Provided text:
·····
A typical archive might touch 50+ services. Each of those services has an API
to export data which is called. If any service is down, the whole thing is
delayed.

Internally, each service has to go retrieve all the data. _All the data_.
That's typically a very expensive operation - A datastore for a document
editor would perhaps be designed for an average user to store 100k documents,
but perhaps only access 10 per day. There's a good chance the data is sharded
per user, which means the work of retrieving _all the data_ is going to fall
on just one machine/storage server/application server/rendering
server/whatever. That server still has other users to service too, so we can't
hammer it flat out with your request.

Many types of data, when old, get archived on hard disk, since the chance of a
user accessing an email attachment from 2009 is very very low. When creating a
mail archive however, _all_ those old mail attachments need accessing, and
remember there's a good chance they're sharded by user, and therefore all on a
small set of disks.
·····
Data supplied:
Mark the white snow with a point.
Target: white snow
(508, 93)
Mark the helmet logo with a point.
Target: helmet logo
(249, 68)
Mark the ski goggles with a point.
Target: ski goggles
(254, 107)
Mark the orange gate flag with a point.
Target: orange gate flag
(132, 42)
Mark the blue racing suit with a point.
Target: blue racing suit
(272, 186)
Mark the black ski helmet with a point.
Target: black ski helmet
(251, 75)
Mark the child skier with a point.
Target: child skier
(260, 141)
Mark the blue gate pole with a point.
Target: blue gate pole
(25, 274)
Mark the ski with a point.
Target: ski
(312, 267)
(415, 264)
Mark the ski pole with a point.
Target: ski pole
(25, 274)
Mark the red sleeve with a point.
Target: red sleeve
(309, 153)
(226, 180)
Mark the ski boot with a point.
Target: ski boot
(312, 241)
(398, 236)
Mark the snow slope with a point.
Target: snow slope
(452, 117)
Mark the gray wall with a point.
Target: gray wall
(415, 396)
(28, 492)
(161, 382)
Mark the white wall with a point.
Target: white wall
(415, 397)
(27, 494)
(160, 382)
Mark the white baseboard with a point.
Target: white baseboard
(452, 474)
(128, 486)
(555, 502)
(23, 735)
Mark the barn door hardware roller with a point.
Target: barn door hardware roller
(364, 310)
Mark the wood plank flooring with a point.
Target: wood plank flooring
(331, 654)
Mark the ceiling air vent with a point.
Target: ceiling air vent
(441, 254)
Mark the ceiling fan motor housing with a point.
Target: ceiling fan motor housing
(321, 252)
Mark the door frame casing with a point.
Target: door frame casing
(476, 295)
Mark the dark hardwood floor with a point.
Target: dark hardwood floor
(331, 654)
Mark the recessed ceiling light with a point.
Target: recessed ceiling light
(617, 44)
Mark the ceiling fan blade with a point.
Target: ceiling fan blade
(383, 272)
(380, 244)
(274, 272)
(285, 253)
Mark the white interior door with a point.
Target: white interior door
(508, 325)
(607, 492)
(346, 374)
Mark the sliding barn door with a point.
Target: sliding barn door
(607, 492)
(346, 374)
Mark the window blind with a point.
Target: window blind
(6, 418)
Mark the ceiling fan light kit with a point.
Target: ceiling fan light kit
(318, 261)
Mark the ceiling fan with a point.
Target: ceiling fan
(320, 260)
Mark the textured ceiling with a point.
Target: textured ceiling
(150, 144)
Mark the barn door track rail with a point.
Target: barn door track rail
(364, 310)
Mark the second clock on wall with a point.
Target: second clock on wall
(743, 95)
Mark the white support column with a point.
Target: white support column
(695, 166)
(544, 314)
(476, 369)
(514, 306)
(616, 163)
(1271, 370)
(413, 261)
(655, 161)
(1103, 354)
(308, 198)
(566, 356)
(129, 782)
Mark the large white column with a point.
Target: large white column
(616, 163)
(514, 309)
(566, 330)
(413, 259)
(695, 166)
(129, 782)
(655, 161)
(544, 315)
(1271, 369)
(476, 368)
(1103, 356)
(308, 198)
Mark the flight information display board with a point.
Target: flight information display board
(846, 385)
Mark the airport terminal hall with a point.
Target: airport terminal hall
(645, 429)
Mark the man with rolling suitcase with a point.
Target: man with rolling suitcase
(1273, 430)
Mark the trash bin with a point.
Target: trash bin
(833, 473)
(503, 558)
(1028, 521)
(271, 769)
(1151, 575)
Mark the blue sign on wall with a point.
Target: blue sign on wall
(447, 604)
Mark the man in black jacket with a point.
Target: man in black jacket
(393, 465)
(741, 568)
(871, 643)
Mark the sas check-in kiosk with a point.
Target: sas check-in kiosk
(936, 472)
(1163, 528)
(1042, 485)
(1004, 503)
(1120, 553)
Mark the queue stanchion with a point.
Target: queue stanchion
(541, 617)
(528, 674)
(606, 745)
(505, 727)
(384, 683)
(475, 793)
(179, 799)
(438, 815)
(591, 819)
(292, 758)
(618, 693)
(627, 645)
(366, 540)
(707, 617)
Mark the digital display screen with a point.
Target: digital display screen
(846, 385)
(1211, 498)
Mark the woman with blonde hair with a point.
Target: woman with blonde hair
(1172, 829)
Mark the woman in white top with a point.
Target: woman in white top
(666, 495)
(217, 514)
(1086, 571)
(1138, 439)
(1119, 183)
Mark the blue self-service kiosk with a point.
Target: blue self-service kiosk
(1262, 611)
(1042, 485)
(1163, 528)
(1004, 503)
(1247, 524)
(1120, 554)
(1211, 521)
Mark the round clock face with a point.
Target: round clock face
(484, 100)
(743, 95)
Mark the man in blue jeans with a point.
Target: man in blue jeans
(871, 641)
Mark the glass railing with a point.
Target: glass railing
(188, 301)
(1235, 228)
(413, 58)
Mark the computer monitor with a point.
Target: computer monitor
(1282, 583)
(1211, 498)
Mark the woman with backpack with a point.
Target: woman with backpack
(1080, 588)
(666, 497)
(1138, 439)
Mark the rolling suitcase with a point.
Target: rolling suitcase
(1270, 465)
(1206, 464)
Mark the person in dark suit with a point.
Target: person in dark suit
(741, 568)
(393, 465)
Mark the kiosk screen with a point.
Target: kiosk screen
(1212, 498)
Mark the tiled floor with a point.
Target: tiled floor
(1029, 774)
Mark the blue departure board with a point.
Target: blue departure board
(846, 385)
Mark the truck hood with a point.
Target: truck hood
·····
Task to complete: Translate into Spanish this sentence from the excerpt on service data exports: "Many types of data, when old, get archived on hard disk, since the chance of a user accessing an email attachment from 2009 is very very low."

Reply: Muchos tipos de datos, cuando son antiguos, se archivan en disco duro, ya que la probabilidad de que un usuario acceda a un archivo adjunto de correo electrónico de 2009 es muy, muy baja.